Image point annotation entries
* Begin *

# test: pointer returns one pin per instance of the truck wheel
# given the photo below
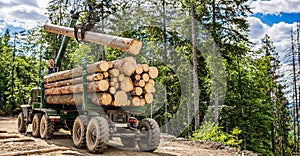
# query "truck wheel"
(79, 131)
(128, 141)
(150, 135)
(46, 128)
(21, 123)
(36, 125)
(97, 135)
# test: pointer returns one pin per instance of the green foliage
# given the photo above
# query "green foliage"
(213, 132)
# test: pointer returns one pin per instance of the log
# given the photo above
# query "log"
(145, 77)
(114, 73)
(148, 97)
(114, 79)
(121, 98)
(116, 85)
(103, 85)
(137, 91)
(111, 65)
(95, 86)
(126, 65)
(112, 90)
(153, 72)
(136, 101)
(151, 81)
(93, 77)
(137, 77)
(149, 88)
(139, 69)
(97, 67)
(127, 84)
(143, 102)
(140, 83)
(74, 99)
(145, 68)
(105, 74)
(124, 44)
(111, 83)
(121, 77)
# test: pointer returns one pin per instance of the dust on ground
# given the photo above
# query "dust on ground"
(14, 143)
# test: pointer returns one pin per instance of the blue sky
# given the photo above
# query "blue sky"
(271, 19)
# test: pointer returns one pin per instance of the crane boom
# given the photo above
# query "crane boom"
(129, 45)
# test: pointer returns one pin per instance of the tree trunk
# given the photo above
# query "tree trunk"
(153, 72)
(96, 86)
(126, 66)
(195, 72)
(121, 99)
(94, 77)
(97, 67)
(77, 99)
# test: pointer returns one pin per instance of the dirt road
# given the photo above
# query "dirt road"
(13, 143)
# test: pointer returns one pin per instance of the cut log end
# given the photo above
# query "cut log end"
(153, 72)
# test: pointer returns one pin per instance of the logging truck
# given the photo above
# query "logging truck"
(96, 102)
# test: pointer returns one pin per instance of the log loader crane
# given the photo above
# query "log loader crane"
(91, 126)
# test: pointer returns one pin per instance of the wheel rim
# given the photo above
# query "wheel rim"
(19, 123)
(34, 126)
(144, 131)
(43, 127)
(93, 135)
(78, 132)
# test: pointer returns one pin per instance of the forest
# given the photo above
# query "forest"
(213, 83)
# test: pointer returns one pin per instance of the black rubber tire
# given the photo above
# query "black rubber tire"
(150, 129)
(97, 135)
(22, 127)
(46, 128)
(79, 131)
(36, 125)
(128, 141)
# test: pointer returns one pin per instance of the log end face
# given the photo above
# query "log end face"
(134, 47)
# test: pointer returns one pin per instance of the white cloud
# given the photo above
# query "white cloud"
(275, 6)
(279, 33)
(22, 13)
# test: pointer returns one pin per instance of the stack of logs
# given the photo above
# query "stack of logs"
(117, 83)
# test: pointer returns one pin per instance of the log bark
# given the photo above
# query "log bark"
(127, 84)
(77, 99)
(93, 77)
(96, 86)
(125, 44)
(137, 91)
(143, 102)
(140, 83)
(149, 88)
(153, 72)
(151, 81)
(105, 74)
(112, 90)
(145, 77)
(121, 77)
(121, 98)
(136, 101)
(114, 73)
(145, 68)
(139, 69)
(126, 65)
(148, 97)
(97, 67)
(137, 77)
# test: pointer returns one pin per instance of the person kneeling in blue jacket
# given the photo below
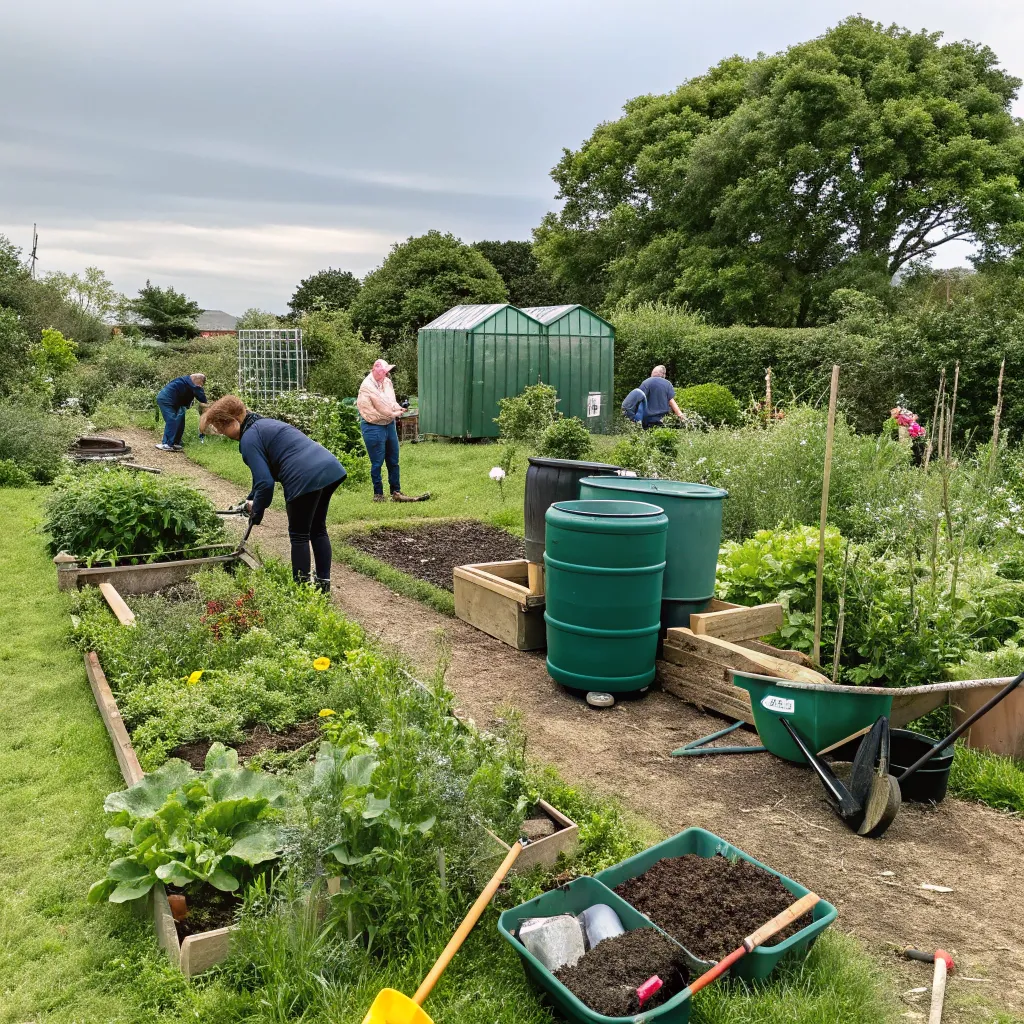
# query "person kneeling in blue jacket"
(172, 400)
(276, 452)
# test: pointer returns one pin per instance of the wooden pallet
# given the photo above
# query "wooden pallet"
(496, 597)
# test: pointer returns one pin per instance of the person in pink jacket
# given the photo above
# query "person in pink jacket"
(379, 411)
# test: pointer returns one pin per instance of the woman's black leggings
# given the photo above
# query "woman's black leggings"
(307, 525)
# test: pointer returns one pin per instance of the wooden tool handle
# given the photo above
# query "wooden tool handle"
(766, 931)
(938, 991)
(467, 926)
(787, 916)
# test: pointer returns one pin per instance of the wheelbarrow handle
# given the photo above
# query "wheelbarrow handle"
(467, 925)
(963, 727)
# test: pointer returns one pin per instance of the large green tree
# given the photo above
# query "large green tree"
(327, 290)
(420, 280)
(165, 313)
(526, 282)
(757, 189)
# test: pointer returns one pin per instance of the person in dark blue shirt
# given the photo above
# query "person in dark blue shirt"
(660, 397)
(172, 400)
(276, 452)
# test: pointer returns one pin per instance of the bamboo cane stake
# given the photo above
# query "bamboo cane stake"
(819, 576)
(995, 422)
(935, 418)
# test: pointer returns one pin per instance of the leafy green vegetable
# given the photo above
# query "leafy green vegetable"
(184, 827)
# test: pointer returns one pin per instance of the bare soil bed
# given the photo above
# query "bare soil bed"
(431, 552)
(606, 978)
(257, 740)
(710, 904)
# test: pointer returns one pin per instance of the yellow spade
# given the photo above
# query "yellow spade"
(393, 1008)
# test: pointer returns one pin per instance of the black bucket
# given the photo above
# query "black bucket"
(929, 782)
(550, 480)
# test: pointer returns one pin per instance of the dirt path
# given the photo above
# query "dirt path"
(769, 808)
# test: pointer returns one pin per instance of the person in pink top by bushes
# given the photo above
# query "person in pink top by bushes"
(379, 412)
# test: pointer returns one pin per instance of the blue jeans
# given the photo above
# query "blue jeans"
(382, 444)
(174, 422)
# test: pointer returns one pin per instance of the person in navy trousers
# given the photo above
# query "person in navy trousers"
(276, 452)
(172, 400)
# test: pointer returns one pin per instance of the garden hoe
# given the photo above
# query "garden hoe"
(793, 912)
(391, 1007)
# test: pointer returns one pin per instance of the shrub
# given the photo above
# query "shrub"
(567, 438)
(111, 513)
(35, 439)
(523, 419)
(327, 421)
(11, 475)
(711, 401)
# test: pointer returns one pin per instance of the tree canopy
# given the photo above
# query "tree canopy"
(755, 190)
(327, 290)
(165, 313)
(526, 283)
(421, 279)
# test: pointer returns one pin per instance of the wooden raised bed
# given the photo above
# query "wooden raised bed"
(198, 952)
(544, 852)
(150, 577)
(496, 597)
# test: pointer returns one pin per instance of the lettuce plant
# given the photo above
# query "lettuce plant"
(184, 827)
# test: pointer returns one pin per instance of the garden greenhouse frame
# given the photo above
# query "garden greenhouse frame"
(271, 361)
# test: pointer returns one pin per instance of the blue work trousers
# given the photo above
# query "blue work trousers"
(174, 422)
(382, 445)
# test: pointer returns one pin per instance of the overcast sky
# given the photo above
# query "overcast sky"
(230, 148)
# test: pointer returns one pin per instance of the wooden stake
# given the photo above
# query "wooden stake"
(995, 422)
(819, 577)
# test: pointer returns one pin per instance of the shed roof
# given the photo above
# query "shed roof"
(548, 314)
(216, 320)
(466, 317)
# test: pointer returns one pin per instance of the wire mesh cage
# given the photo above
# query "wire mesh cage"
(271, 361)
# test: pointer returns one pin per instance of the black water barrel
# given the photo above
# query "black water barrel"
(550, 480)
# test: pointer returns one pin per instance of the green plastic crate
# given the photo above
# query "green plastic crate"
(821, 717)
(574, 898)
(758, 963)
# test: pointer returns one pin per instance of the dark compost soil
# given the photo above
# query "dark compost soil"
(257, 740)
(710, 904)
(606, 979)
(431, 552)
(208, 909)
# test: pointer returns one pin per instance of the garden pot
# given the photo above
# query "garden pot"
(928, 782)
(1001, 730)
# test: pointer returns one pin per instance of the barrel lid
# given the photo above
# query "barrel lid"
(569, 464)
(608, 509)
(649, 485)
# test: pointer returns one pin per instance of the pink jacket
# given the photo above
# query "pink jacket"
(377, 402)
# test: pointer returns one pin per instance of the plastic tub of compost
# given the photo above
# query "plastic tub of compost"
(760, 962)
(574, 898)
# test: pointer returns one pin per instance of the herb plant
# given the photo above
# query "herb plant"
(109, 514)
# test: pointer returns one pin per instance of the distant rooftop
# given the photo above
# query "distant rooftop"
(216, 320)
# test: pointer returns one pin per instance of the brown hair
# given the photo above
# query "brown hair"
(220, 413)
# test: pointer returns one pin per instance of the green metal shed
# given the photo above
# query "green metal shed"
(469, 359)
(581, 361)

* End *

AIM OF THE TASK: Copy out exactly the lines running from the line with "# test: pointer returns one pin per instance of the dark" to the end of the records, inclusive.

ANSWER TO THIS EXERCISE:
# test: pointer returns one pin per instance of the dark compost soil
# given the photo above
# query "dark compost soil"
(257, 740)
(710, 904)
(606, 979)
(431, 552)
(208, 909)
# test: pointer returns one pin per instance of the garden pot
# given the photo above
# query "garden pot"
(928, 782)
(1001, 730)
# test: pointer returns one pin per instance of the barrel lid
# given the photo above
# query "barrel lid"
(569, 464)
(608, 509)
(649, 485)
# test: pointer returns one pin per instance of the pink jacket
# given the photo above
# query "pink jacket"
(377, 402)
# test: pointer returns one pin per instance of the plastic tub of compost
# given the photo above
# query "plastic tub of compost"
(760, 962)
(574, 898)
# test: pointer returns one pin per instance of the herb plant
# given the photo above
# query "herb plant"
(109, 514)
# test: pointer returns one pin per instance of the distant rooftop
# given the photo above
# query "distant rooftop"
(216, 320)
# test: pointer returns one pin per instance of the brown hair
# given the photo above
# query "brown hair"
(220, 413)
# test: pointer returns one pin per instance of the green metal shed
# given the photo above
# query "green metal shed"
(469, 359)
(581, 361)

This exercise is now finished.